*ABOUT THIS EXERCISE*
Repeat the entries that appear below, exactly as they are given.

·····

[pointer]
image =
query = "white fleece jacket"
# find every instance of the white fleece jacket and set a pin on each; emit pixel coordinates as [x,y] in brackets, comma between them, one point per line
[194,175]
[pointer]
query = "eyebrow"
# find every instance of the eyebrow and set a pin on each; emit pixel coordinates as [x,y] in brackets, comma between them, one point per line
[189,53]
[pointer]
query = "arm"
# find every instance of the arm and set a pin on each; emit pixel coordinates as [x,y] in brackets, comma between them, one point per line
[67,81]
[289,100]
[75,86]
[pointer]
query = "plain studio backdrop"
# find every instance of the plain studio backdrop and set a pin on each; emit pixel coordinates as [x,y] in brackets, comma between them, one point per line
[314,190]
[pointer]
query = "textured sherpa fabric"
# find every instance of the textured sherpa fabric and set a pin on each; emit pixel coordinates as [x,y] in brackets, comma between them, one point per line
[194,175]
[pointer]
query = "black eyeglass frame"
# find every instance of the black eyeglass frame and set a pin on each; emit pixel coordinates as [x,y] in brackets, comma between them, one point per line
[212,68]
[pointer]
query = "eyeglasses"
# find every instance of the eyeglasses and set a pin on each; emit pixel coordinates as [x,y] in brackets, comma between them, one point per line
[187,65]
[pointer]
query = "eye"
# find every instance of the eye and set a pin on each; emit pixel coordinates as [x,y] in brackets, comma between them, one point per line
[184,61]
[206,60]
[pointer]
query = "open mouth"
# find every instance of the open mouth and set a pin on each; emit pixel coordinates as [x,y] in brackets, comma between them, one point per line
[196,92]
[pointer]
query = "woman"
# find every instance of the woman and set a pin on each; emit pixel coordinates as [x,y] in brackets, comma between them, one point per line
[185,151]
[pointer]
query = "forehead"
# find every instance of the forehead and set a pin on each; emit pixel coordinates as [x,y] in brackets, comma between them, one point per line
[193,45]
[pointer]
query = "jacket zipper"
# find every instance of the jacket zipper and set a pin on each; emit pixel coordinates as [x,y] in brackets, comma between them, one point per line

·····

*WRITTEN RESPONSE*
[pointer]
image =
query = "white fleece jacket"
# find every instance of the white fleece jacket and set a pin on each; emit pixel coordinates as [x,y] in brackets, comma between them, one point per line
[194,175]
[pointer]
query = "eyebrow"
# find every instance of the eyebrow and set a pin on each; emit pixel coordinates as [x,y] in brackets, comma between them, one point per line
[189,53]
[pointer]
query = "arm"
# find every instance of the arm and set a pin on each; emit pixel coordinates as [x,y] in brackets, comma between them, one point per line
[67,81]
[289,100]
[75,86]
[pointer]
query = "plain studio backdrop"
# find every instance of the plain studio backdrop and set a pin on each; emit pixel coordinates as [x,y] in brackets, comma between them, one point per line
[314,190]
[pointer]
query = "textured sherpa fabric"
# find every instance of the textured sherpa fabric and set a pin on each; emit pixel coordinates as [x,y] in brackets, comma between them, one point per line
[194,175]
[pointer]
query = "black eyeglass frame"
# find every instance of the black eyeglass frame and set a pin on each; emit pixel coordinates as [x,y] in brackets, comma between them, one point per line
[212,68]
[pointer]
query = "eyeglasses"
# find every instance of the eyeglasses and set a pin on each; emit pixel coordinates as [x,y] in brackets, comma between them, one point per line
[187,65]
[pointer]
query = "eye"
# find every instance of the eye and set a pin on each; emit pixel coordinates as [x,y] in brackets, comma between them, one point per line
[184,61]
[206,60]
[pointer]
query = "open mouth"
# find every instance of the open mouth and set a pin on each; emit pixel coordinates as [x,y] in brackets, comma between them, one point per line
[196,92]
[pointer]
query = "woman"
# find every instance of the woman and set a pin on each; emit pixel coordinates as [x,y] in brackets, comma between them, one point per line
[185,151]
[pointer]
query = "forehead"
# find every instance of the forehead and set a pin on each; emit pixel coordinates as [x,y] in brackets, comma between them, one point per line
[193,45]
[pointer]
query = "jacket zipper"
# find every instance of the jacket zipper and set a pin on each; emit pixel coordinates as [x,y] in brackets, comma between them, one point per line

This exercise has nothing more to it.